### [Task brief]
Reproduce every one of the following rows word for word.

━━━ Exercise inputs ━━━

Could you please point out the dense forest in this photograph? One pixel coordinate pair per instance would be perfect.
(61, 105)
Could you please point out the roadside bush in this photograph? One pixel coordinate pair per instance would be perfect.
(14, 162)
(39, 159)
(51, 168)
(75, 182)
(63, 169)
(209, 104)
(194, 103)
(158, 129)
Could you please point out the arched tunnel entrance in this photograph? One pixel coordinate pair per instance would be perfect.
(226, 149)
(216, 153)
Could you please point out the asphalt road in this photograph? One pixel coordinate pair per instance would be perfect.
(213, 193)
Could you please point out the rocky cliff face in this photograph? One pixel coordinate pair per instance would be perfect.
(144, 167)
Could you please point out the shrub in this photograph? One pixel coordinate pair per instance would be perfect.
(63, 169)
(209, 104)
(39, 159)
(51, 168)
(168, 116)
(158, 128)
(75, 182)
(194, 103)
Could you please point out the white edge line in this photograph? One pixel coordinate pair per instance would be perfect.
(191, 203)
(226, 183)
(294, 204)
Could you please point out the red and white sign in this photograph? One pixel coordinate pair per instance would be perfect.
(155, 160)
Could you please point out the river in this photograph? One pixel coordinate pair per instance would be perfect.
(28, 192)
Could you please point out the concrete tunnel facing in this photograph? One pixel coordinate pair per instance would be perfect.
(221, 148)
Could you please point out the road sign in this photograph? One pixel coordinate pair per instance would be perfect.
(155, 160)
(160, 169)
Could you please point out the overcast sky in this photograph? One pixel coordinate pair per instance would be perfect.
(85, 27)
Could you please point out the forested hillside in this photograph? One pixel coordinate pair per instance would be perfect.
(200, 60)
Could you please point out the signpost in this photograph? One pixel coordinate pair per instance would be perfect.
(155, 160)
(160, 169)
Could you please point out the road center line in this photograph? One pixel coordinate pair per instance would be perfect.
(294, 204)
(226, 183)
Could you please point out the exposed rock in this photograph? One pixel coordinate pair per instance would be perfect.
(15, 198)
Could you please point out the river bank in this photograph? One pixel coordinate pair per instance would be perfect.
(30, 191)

━━━

### [Written response]
Could you please point out the dense forest in this photograph? One pixel coordinate pair per instance would be perfect.
(61, 105)
Could you please point out the roadside bush in this photograph? One pixel coordinate pair per instance would be perfect.
(14, 162)
(39, 159)
(51, 168)
(75, 182)
(63, 169)
(209, 104)
(194, 103)
(158, 129)
Could you please point out the arched tunnel entrance in this photograph? One pixel coordinate pair per instance would be perfect.
(226, 149)
(216, 153)
Could you please point out the asphalt road in this photograph? One pixel coordinate pair per instance would be perfect.
(213, 193)
Could you please point out the rocky cliff face in this photograph? One pixel coordinate pair per instance would be perfect.
(144, 167)
Could you please point out the shrub in this photograph? One pixel coordinate pair per instance would be perfect.
(63, 169)
(209, 104)
(39, 159)
(51, 168)
(168, 116)
(158, 128)
(75, 182)
(194, 103)
Could you please point out the white edge line in this photograph? One pixel coordinate pair per instance would be perfect.
(191, 203)
(226, 183)
(294, 204)
Could you please point out the red and white sign in this photograph? One pixel coordinate pair per instance would be perfect.
(155, 160)
Could you please point out the river in this photograph? One pixel coordinate pair per instance would be perfect.
(28, 192)
Could you please point out the concrete tunnel facing in this photograph? One pixel coordinate pair per instance would be perfect.
(221, 148)
Could you please point out the road sign in this photograph? One pixel coordinate pair per instance would be perfect.
(155, 160)
(160, 169)
Could you please point out the overcast sky in this photograph? One pixel coordinate pair per instance would be perfect.
(85, 27)
Could you please point out the forested hillside in this photograph? One pixel coordinate pair per instance would be perfect.
(200, 60)
Could you please point out the signpost in this photograph? One pixel coordinate pair per instance would be perfect.
(155, 160)
(160, 169)
Could you please point out the road center line in this photograph? One pixel coordinate pair per instance would be perfect.
(294, 204)
(226, 183)
Could you please point out the exposed rock in this photograph? One pixel coordinate pair per instance would be perfect.
(15, 198)
Could you please point out the river bank in this photograph? One pixel coordinate pair per instance would be perfect.
(30, 191)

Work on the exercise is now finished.